*Excerpted passage*:
==========
Corporatised institutions have a stronger presence in most areas of everyday life in Australia. With the privatisation of many government services over the past decade, is there a place for corporate competitiveness and profit motivations in children’s services? Eddy Jokovich looks at the key issues in the political debate about corporatising childcare and why community-based services need to be concerned.

(This article first appeared in Rattler 64 Summer 2002, published by Community Child Care Co-operative (NSW). To purchase a copy, go to: www.ccccnsw.org.au/shop)

In 1991, the Keating Labor Government introduced childcare subsidies which were aimed at the creation of better funding levels for children’s services. While this did inject more funds into services, it was also a signal to corporate opportunists to develop methods of capitalising on these government subsidies and corporatising childcare.

In 2000, the Coalition Government introduced the Child Care Benefit scheme and, with a higher funding level for services, more opportunities were created for private operators to achieve greater profitability. While the benefits of the corporatisation of early childhood education are debatable, these corporations have certainly capitalised on childcare, through the float of their shares on the Australian Stock Exchange (ASX) and an astronomical rise in their share pricings.

It has long been argued that privatisation and corporatised competition drives the market towards creating cheaper and more efficient services but, as history has shown, it can also sometimes result in poorly-managed businesses and a decrease in the quality of product and service. In the drive to create profits and to appease shareholders, businesses can become unrealistically ambitious within their markets and collapse in a spectacular fashion, as was the case with HIH in Australia and Enron in the United States.

Taking these factors into account, what are some of the issues to emerge in the debate of corporatising childcare and is it going to be in the interest of the child and early childhood education?

There are two indications of ‘corporate’ childcare, the first includes the provision of services to corporations such as banks, big businesses and large-scale employers. The second includes the takeover of childcare services as an industry, with the intention of running the children’s services on an ‘economies-of-scale’ basis, where a central office handles most of the administrative functions of the centres under its control, while on-site workers, including the director, are responsible for the practical aspects of care and education.
==========
*Written request A*:
Please return, unchanged, the stretch of the rows that opens with their very first line and closes with the line containing "top-left (21, 180), bottom-right (50, 189)", including both of those lines.

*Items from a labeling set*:
==========
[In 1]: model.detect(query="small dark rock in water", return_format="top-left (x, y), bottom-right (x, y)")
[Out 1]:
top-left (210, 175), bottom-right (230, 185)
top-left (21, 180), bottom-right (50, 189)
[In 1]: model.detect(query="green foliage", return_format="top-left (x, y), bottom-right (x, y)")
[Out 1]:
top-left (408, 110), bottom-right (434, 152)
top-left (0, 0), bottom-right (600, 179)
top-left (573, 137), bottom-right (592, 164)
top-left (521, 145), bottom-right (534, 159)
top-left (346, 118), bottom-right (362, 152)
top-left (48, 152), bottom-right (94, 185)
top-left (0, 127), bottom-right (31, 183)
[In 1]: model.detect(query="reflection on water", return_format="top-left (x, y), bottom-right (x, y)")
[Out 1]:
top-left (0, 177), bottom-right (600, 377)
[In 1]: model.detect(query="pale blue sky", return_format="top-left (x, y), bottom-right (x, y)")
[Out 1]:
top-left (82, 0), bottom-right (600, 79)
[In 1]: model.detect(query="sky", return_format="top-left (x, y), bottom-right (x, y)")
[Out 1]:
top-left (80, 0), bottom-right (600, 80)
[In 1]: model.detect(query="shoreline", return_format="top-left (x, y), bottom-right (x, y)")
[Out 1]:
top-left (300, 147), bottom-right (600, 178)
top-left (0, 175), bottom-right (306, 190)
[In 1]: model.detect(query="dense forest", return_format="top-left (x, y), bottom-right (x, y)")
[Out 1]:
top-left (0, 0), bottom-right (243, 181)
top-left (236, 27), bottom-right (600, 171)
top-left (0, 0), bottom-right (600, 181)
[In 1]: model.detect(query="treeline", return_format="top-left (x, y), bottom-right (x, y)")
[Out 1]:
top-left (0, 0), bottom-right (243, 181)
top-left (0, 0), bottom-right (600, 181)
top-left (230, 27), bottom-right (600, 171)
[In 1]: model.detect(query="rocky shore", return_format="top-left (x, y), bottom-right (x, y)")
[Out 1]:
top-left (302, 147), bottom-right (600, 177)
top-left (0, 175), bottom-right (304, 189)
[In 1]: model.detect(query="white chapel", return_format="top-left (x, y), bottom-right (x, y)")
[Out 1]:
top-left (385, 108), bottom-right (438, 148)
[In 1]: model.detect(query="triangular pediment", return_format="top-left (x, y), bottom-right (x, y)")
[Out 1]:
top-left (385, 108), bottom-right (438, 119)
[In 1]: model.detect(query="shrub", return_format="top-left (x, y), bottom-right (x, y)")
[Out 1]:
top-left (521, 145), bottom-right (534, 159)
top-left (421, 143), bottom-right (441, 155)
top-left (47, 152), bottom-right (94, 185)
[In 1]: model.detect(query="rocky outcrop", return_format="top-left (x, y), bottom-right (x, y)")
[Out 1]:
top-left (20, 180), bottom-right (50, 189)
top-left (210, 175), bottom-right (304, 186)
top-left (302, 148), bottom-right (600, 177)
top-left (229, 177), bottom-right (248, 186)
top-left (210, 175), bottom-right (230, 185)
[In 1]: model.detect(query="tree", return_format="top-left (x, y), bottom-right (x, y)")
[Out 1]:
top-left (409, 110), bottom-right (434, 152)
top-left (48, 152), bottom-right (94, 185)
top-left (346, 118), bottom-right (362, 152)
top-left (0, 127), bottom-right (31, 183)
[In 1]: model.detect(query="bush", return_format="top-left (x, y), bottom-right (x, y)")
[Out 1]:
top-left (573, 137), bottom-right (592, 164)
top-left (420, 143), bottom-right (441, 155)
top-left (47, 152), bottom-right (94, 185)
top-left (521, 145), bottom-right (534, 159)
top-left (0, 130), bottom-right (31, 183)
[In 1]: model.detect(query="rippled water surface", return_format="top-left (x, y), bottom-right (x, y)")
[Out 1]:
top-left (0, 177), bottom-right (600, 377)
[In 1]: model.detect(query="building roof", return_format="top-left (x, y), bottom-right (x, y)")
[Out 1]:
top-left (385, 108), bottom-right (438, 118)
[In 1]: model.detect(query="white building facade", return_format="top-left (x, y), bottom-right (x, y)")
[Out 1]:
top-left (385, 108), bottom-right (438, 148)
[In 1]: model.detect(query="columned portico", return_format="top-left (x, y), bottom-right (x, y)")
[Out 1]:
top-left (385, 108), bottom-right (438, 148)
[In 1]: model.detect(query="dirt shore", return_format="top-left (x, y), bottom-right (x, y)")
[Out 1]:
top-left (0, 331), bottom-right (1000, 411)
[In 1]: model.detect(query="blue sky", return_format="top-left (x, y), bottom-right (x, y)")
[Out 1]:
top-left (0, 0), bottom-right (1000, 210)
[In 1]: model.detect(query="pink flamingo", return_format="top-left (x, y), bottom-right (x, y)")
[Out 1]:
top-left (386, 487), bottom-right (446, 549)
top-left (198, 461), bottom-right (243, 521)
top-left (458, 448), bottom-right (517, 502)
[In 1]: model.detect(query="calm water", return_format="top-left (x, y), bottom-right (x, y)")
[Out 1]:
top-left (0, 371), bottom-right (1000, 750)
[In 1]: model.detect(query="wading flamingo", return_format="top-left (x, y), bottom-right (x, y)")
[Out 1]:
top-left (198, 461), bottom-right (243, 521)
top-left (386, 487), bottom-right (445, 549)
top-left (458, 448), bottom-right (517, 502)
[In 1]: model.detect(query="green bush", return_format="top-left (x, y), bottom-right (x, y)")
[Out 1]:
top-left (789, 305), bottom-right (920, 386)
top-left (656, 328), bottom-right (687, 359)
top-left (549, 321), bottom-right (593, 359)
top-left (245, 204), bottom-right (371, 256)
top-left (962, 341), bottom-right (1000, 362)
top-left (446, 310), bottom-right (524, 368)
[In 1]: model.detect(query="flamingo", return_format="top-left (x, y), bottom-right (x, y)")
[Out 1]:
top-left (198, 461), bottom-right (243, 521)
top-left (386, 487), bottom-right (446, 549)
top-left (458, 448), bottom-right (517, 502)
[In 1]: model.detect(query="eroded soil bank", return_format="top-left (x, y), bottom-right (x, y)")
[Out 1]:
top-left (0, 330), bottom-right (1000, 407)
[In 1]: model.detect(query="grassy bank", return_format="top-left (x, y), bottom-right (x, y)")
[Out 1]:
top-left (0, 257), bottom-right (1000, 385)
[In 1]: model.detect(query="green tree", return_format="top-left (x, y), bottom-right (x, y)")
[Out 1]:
==========
*Written request B*:
List every year that the childcare article mentions, in the order they appear.

*Complete output A*:
[In 1]: model.detect(query="small dark rock in water", return_format="top-left (x, y), bottom-right (x, y)")
[Out 1]:
top-left (210, 175), bottom-right (230, 185)
top-left (21, 180), bottom-right (50, 189)

*Complete output B*:
2002, 1991, 2000